• **EXERCISE AIM**
Rescale the rows from the line with "In this exercise you will indicate the yellow" up to and including the last line of the rows. Write out only those lines again, request included, with each point coordinate in the answers multiplied by 2.25 and rounded to a whole number, halves rounding up.

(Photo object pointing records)

☆ ☆ ☆

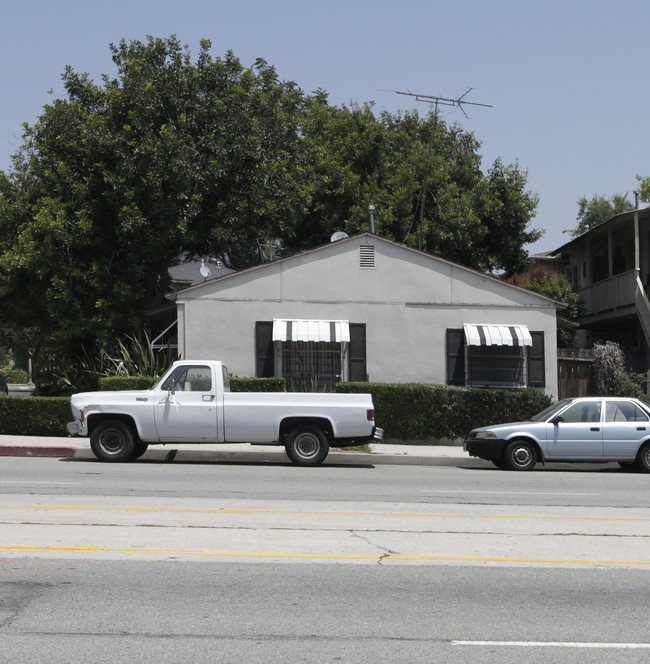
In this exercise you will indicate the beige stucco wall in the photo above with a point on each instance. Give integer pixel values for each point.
(407, 302)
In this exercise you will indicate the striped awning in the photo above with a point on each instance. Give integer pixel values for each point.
(497, 335)
(311, 330)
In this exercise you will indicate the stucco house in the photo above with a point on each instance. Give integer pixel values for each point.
(367, 308)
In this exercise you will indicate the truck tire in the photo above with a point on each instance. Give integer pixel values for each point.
(520, 455)
(140, 449)
(113, 440)
(307, 445)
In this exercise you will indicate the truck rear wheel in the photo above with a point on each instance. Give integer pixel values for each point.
(307, 445)
(113, 440)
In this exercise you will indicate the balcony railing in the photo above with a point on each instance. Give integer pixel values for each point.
(610, 294)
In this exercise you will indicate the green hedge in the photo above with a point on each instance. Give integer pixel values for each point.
(119, 383)
(428, 413)
(236, 384)
(257, 384)
(441, 413)
(15, 376)
(34, 416)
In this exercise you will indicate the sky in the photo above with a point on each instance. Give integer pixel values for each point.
(567, 81)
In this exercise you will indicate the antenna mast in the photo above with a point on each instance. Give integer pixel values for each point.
(437, 101)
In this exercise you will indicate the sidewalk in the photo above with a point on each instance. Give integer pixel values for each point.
(381, 453)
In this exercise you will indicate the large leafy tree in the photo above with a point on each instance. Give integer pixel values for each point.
(175, 155)
(360, 158)
(594, 211)
(556, 286)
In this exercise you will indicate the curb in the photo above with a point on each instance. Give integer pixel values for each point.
(178, 455)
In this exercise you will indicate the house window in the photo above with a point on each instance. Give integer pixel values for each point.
(495, 355)
(311, 366)
(367, 256)
(311, 354)
(499, 366)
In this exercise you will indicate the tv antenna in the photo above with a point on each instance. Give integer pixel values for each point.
(436, 101)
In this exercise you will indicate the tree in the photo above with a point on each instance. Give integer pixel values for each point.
(360, 158)
(644, 188)
(556, 286)
(610, 377)
(598, 209)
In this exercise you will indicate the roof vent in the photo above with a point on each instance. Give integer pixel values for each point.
(366, 256)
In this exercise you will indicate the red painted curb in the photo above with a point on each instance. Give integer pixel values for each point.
(16, 450)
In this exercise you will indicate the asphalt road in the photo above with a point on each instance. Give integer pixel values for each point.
(245, 562)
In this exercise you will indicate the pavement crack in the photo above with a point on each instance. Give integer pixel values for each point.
(387, 553)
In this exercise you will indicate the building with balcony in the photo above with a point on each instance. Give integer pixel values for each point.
(609, 266)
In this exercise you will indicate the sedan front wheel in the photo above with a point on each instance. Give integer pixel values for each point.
(520, 455)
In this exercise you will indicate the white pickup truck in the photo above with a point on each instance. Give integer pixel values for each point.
(192, 403)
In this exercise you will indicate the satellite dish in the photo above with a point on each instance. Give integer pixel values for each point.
(204, 270)
(339, 235)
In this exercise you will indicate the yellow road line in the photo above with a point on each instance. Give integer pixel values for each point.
(323, 556)
(180, 510)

☆ ☆ ☆

• **FULL OUTPUT**
In this exercise you will indicate the yellow road line in the photo above with a point on each instance. Give integer pixel values for each point.
(727, 1251)
(405, 1148)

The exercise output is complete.